____ Information provided

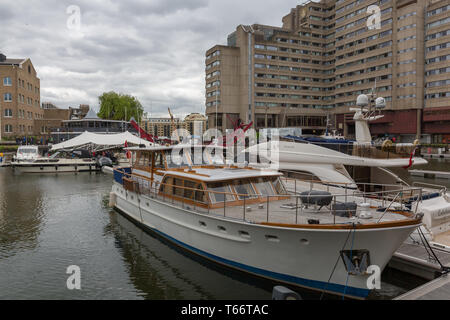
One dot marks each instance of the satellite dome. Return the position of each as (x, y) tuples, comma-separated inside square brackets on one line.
[(380, 103), (362, 100)]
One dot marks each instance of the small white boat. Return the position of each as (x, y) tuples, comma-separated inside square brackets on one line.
[(245, 219), (29, 160), (315, 164)]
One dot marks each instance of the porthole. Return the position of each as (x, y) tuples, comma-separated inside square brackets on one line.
[(272, 238), (244, 234), (304, 241)]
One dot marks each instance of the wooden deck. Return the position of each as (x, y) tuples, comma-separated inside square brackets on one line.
[(430, 174), (416, 260), (438, 289), (285, 212)]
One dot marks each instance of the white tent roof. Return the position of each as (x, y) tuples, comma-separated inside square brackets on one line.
[(116, 139)]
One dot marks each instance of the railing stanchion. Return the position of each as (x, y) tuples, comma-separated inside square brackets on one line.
[(244, 207), (334, 215)]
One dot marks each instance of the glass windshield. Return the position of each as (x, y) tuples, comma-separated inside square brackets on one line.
[(264, 187), (223, 192), (279, 186), (244, 189), (28, 150)]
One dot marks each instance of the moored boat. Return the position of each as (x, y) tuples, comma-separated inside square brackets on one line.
[(29, 160), (244, 218)]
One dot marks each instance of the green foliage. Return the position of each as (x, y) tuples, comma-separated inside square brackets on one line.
[(8, 148), (117, 106), (435, 145)]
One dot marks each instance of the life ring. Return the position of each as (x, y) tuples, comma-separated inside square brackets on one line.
[(387, 144)]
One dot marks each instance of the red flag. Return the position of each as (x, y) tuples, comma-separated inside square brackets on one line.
[(142, 133)]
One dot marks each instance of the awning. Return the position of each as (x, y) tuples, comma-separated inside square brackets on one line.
[(103, 140)]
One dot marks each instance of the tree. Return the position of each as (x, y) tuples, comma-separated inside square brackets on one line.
[(117, 106)]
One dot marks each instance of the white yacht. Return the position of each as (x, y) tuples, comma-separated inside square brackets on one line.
[(244, 218), (325, 168), (30, 160)]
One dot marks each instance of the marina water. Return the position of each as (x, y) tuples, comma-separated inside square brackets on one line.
[(53, 221)]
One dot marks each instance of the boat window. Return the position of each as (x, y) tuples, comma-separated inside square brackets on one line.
[(27, 150), (223, 192), (200, 195), (279, 186), (178, 187), (264, 187), (244, 189), (159, 160), (172, 160), (167, 186), (142, 159)]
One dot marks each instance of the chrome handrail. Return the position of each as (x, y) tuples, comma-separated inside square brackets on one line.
[(153, 189)]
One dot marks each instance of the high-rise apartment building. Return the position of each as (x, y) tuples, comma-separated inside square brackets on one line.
[(327, 53), (194, 123), (19, 97), (436, 115)]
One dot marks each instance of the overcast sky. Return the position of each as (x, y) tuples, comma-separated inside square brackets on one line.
[(151, 49)]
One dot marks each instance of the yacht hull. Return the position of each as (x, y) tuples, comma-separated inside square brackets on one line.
[(54, 168), (302, 257)]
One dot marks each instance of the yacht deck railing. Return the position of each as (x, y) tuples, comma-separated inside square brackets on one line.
[(279, 208)]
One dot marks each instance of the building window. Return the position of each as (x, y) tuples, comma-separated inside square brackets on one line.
[(7, 97), (8, 128), (8, 113)]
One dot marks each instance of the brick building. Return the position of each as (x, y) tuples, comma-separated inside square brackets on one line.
[(324, 55), (19, 98)]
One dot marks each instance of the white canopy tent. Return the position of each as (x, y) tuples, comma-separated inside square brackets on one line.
[(101, 141)]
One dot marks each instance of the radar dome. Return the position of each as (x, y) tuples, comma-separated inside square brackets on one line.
[(380, 103), (362, 100)]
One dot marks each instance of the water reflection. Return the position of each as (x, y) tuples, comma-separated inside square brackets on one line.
[(19, 226), (163, 271)]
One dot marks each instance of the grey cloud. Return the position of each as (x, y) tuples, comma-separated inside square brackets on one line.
[(153, 49)]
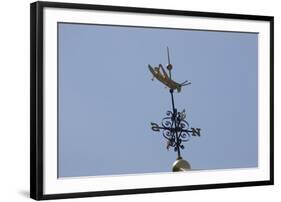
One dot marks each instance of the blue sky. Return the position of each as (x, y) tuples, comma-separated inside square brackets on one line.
[(107, 98)]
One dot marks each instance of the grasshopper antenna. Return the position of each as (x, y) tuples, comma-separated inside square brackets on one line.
[(169, 66)]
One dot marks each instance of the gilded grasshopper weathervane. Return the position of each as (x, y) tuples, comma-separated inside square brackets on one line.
[(174, 127)]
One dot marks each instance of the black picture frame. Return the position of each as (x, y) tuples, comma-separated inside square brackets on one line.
[(37, 98)]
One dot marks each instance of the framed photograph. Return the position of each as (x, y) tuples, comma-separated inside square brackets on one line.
[(129, 100)]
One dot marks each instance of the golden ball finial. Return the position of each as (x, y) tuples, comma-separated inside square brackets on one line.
[(181, 165)]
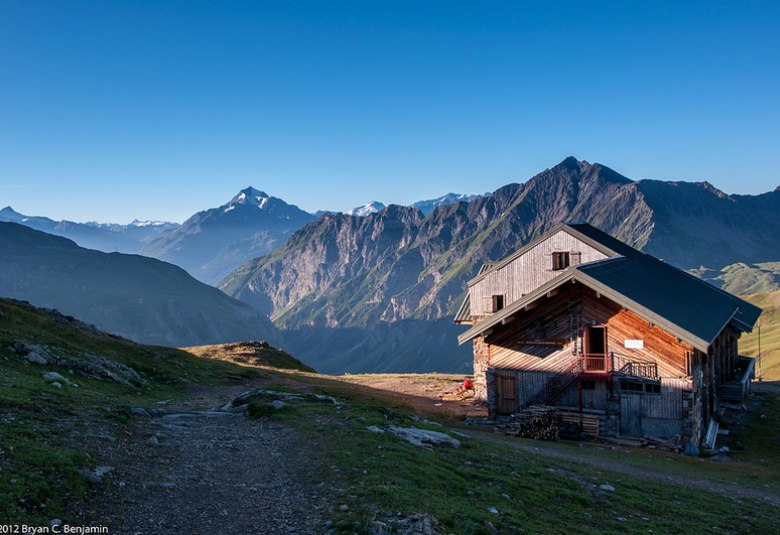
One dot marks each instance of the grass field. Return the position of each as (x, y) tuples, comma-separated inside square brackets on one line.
[(768, 368), (379, 477), (483, 487)]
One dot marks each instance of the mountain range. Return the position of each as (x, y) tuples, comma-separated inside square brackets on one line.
[(377, 290), (132, 296), (211, 243), (106, 237), (345, 287)]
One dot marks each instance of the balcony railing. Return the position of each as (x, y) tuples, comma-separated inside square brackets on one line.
[(595, 363)]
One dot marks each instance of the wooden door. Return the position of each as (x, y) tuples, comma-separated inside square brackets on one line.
[(595, 348), (506, 393), (630, 415)]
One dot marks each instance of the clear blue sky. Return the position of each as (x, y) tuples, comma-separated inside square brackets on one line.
[(114, 110)]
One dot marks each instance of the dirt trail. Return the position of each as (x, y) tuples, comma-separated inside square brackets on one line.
[(212, 473)]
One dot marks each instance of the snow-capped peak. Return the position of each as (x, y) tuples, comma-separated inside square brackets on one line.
[(367, 209), (249, 196)]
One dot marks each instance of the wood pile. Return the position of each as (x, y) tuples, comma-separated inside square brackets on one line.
[(538, 422), (455, 393)]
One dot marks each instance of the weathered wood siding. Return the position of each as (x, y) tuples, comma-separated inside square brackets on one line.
[(660, 347), (529, 271), (549, 319), (659, 415), (577, 306)]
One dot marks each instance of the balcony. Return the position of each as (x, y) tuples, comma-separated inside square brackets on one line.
[(598, 364)]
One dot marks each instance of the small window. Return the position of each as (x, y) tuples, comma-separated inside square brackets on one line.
[(560, 260), (637, 386)]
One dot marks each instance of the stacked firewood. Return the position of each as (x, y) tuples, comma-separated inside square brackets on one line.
[(538, 422)]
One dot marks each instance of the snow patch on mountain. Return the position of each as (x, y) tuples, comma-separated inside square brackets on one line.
[(426, 207), (367, 209)]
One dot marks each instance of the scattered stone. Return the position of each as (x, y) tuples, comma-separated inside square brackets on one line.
[(96, 475), (422, 437), (691, 450), (140, 411), (52, 376)]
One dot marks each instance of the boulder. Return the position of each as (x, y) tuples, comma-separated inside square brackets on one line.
[(423, 437)]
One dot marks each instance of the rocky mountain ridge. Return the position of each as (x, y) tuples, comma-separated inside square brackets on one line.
[(106, 237), (342, 273), (132, 296)]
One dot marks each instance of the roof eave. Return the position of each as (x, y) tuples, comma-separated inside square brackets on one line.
[(672, 328)]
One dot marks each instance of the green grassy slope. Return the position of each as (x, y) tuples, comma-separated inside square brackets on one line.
[(250, 354), (40, 464), (139, 298), (769, 366), (744, 279)]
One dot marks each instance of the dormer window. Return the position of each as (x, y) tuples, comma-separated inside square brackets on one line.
[(560, 260)]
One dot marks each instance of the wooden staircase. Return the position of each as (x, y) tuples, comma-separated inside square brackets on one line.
[(555, 386)]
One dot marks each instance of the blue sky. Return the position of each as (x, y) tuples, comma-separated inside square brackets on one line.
[(114, 110)]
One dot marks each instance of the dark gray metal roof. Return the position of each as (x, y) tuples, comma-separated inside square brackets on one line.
[(599, 240), (690, 308), (684, 305), (464, 312)]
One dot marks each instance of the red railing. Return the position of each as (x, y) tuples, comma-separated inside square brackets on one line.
[(596, 362)]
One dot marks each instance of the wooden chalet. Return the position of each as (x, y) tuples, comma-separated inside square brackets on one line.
[(579, 320)]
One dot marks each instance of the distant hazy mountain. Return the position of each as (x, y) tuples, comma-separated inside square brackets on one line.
[(139, 298), (107, 237), (212, 243), (369, 208), (426, 207), (347, 287)]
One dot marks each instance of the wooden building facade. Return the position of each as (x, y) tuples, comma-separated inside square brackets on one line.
[(580, 320)]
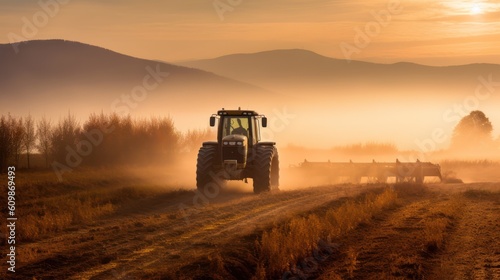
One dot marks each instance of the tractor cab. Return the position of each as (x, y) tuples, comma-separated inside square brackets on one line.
[(239, 152)]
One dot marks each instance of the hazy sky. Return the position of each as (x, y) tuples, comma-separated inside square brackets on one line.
[(429, 32)]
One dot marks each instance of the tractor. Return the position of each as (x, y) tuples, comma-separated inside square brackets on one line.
[(238, 153)]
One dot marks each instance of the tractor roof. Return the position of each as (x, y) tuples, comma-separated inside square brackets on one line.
[(237, 113)]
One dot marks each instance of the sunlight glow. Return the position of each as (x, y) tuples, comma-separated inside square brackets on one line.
[(476, 9)]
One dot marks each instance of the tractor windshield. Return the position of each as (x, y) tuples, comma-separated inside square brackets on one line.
[(235, 125)]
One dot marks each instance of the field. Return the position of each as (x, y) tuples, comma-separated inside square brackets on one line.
[(130, 224)]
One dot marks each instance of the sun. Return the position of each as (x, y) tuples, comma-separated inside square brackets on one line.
[(476, 9)]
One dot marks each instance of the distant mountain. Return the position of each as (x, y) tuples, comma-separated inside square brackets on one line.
[(64, 75), (284, 70)]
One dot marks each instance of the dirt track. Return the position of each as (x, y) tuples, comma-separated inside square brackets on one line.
[(166, 233), (169, 237)]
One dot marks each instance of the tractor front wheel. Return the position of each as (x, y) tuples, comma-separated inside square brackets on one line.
[(266, 169), (205, 171)]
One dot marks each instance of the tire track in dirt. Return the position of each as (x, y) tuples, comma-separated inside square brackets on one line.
[(135, 241), (387, 248), (203, 235), (473, 251)]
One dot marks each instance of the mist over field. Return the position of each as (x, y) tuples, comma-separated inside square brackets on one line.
[(312, 101), (250, 139)]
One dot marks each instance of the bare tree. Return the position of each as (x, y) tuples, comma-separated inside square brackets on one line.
[(65, 135), (44, 132), (29, 136), (17, 132), (473, 131)]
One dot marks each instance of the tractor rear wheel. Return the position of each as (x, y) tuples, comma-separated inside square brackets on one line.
[(205, 171), (266, 169)]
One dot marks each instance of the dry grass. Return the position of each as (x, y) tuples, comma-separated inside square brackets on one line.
[(439, 220), (46, 206), (284, 246)]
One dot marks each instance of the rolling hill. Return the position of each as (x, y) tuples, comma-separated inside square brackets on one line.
[(289, 70), (48, 76)]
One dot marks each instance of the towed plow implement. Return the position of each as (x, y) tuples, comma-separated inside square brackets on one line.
[(374, 172)]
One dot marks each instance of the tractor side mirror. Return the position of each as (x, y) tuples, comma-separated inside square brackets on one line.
[(264, 122)]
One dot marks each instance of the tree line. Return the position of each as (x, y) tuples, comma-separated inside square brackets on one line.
[(103, 139)]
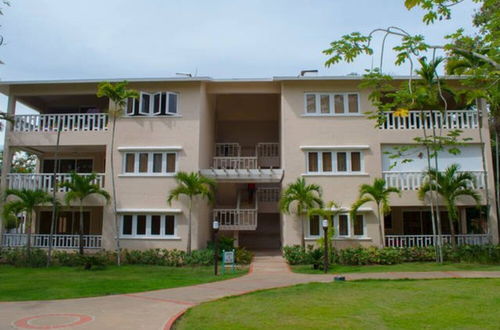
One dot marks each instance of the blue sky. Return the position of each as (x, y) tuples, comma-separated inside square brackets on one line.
[(71, 39)]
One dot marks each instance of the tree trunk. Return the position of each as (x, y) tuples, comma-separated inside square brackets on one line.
[(113, 184), (452, 230), (81, 228), (189, 226), (381, 226), (302, 224), (28, 232), (54, 206)]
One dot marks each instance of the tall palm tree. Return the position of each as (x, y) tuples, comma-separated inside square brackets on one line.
[(26, 201), (119, 94), (78, 188), (379, 194), (192, 185), (450, 185), (298, 198)]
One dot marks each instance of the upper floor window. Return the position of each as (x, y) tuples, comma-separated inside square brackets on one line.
[(153, 104), (335, 162), (331, 104), (149, 163)]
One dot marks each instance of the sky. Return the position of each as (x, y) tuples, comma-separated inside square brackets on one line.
[(81, 39)]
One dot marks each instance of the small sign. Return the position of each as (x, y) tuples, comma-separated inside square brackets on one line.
[(227, 260), (229, 257)]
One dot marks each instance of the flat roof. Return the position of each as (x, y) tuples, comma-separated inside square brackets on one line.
[(204, 79)]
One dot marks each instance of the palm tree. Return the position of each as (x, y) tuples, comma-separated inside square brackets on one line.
[(119, 94), (379, 194), (192, 185), (78, 188), (26, 201), (299, 198), (450, 185)]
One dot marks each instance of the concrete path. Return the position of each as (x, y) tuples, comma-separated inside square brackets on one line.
[(158, 309)]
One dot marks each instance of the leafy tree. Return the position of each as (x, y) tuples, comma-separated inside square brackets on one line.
[(78, 188), (192, 185), (300, 197), (119, 94), (379, 194), (450, 185), (25, 201)]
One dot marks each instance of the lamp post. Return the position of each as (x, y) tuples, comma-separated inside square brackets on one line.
[(325, 256), (215, 229)]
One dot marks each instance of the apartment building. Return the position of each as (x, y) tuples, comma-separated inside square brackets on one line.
[(253, 137)]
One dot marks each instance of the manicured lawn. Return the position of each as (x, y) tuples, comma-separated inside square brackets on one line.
[(435, 304), (67, 282), (405, 267)]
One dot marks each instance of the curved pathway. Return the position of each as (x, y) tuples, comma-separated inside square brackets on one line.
[(159, 309)]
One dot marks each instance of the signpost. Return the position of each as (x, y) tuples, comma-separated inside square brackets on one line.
[(227, 260)]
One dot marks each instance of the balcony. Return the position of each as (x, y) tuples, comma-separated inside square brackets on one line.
[(228, 163), (58, 241), (452, 119), (236, 219), (44, 181), (413, 180), (66, 122), (429, 240)]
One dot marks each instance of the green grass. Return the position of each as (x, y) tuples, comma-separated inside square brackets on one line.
[(403, 304), (67, 282), (405, 267)]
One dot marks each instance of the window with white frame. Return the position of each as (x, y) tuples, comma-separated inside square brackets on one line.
[(334, 162), (153, 104), (345, 227), (331, 104), (148, 226), (149, 163)]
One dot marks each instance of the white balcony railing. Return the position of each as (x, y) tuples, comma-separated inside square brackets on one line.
[(268, 195), (236, 219), (451, 119), (234, 163), (58, 241), (430, 240), (413, 180), (44, 181), (227, 150), (67, 122)]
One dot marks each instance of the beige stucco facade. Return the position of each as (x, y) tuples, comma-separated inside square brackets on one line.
[(242, 112)]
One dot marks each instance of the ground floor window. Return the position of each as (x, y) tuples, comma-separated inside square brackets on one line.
[(148, 226), (343, 224)]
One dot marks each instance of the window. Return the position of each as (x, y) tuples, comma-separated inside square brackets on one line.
[(313, 162), (314, 226), (148, 226), (343, 225), (328, 104), (149, 163), (359, 225), (332, 162), (153, 104)]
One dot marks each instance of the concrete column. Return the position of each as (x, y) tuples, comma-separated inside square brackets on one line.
[(7, 155)]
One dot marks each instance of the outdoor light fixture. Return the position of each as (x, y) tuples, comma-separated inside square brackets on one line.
[(303, 72), (215, 229), (324, 224)]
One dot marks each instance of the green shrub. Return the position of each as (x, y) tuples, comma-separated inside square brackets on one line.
[(18, 257), (296, 255), (243, 256)]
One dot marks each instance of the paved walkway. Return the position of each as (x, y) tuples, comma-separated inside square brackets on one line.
[(158, 309)]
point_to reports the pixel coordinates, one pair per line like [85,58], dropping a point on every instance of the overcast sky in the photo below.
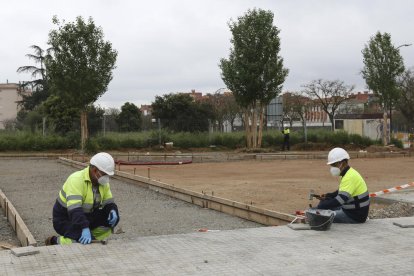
[169,46]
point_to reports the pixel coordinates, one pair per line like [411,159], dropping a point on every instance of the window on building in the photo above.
[339,124]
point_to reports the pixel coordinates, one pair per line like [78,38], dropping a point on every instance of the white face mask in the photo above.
[103,180]
[335,171]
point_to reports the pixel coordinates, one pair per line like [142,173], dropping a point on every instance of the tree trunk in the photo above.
[254,127]
[84,129]
[260,136]
[384,129]
[247,128]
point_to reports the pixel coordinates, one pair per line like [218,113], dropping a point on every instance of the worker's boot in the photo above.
[52,240]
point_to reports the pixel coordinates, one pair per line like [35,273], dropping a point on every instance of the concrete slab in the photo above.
[375,248]
[405,222]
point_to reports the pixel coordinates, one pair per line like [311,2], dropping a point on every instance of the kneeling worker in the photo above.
[85,209]
[351,201]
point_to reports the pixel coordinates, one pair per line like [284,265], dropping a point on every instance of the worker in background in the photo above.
[85,209]
[351,201]
[286,142]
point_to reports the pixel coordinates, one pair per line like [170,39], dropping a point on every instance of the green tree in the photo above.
[95,119]
[405,102]
[329,94]
[130,118]
[179,112]
[61,118]
[80,67]
[254,71]
[38,85]
[383,64]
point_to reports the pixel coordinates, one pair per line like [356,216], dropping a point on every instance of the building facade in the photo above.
[9,98]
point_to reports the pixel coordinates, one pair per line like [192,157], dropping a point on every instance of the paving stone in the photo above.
[24,251]
[374,248]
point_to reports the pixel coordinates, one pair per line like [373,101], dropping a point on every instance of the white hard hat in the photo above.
[104,162]
[336,155]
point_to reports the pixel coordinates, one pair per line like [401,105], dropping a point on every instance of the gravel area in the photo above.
[33,184]
[395,210]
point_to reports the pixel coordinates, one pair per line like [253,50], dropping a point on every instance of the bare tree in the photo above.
[330,95]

________

> _Task_: Copy over exactly the lines above from the one with "worker in the photo above." to the last, both included, and no others.

> _Solved exercise_:
point_to reports the pixel coordinates, one pair per line like [311,2], dropping a point on every instance of the kneeling worker in the photo above.
[85,209]
[351,201]
point_to reports the pixel coordinates, one pair per line like [284,265], dropping a point on every instance of the worker in background in the photo above.
[85,209]
[351,201]
[286,142]
point_to reports the pixel coordinates, one pair per line like [170,39], dropping a point on every instance of the green tree in the photo above.
[95,119]
[405,102]
[329,94]
[130,118]
[179,112]
[61,118]
[80,67]
[254,71]
[38,85]
[383,64]
point_to reports the pixel coordinates, one pair per line like [356,216], dropping a point on every instance of the building facade in the photo above.
[9,98]
point_to reports the pixel coordinates, one pair per line like [192,157], dropping a point on every instance of the paving stone in the photo above.
[24,251]
[374,248]
point_to reports the pixel coordinates, one pair per line like [373,101], dropping a point on every instance of the white hard hat in the photo above.
[104,162]
[336,155]
point_to reports the pixel coordinates, one pair per line like [401,105], dropping a point on every instance of the gravel area in the photo above.
[33,184]
[395,210]
point_to reports the pixel coordinates, one pair per line like [253,50], dropping a point on every instance of the bare tree in the photo above.
[330,95]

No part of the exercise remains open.